Re: [PATCH] btrfs: add test for missing csums in log when doing async on subpage vol

Filipe Manana <fdmanana@xxxxxxxxxx> · Tue, 8 Oct 2024 14:35:52 +0100

On Tue, Oct 8, 2024 at 12:26 PM Mark Harmstone <maharmstone@xxxxxx> wrote:
>
> Adds a test for a bug we encountered on Linux 6.4 on aarch64, where a
> race could mean that csums weren't getting written to the log tree,
> leading to corruption when it was replayed.
>
> The patches to detect log this tree corruption are in btrfs-progs 6.11.
>
> Signed-off-by: Mark Harmstone <maharmstone@xxxxxx>
> ---
>  common/dmlogwrites  | 24 ++++++++++++++++++
>  tests/btrfs/192     | 26 +-------------------
>  tests/btrfs/333     | 59 +++++++++++++++++++++++++++++++++++++++++++++
>  tests/btrfs/333.out |  2 ++
>  4 files changed, 86 insertions(+), 25 deletions(-)
■ ■ ■
▸ **Parts of the exercise**
**A)** Answer these questions from the btrfs patch message:
(i) On which Linux version and architecture was the bug encountered?
(ii) Which btrfs-progs release holds the patches for detecting the log tree corruption?
(iii) How many files changed, and how many insertions and deletions were made?
**B)** Carry the btrfs patch message on from its final line.

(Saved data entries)
■ ■ ■
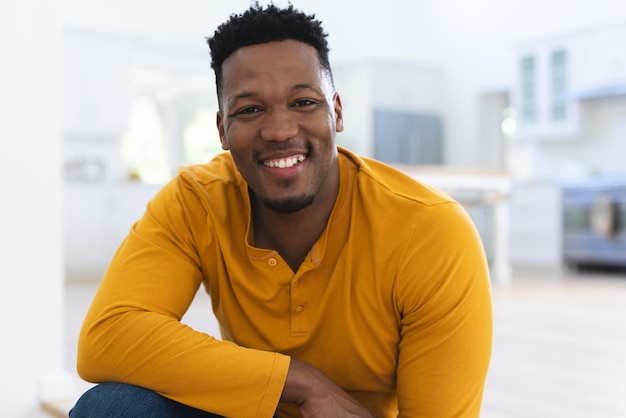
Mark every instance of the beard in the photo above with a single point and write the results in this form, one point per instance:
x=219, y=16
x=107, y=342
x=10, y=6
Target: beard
x=289, y=204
■ ■ ■
▸ **Outputs**
**A)**
(i) Linux 6.4 on aarch64.
(ii) btrfs-progs 6.11.
(iii) 4 files changed, with 86 insertions and 25 deletions.

**B)**
>  create mode 100755 tests/btrfs/333
>  create mode 100644 tests/btrfs/333.out
>
> diff --git a/common/dmlogwrites b/common/dmlogwrites
> index c1c85de9..f7faf244 100644
> --- a/common/dmlogwrites
> +++ b/common/dmlogwrites
> @@ -203,3 +203,27 @@ _log_writes_replay_log_range()
>                 >> $seqres.full 2>&1
>         [ $? -ne 0 ] && _fail "replay failed"
>  }
> +
> +# Replay and check each fua/flush (specified by $2) point.
> +#
> +# Since dm-log-writes records bio sequentially, even just replaying a range
> +# still needs to iterate all records before the end point.
> +# When number of records grows, it will be unacceptably slow, thus we need
> +# to use relay-log itself to trigger fsck, avoid unnecessary seek.
> +_log_writes_fast_replay_check()
> +{
> +       local check_point=$1
> +       local blkdev=$2
> +       local fsck_command=$3
> +       local ret
> +
> +       [ -z "$check_point" -o -z "$blkdev" ] && _fail \
> +       "check_point and blkdev must be specified for log_writes_fast_replay_check"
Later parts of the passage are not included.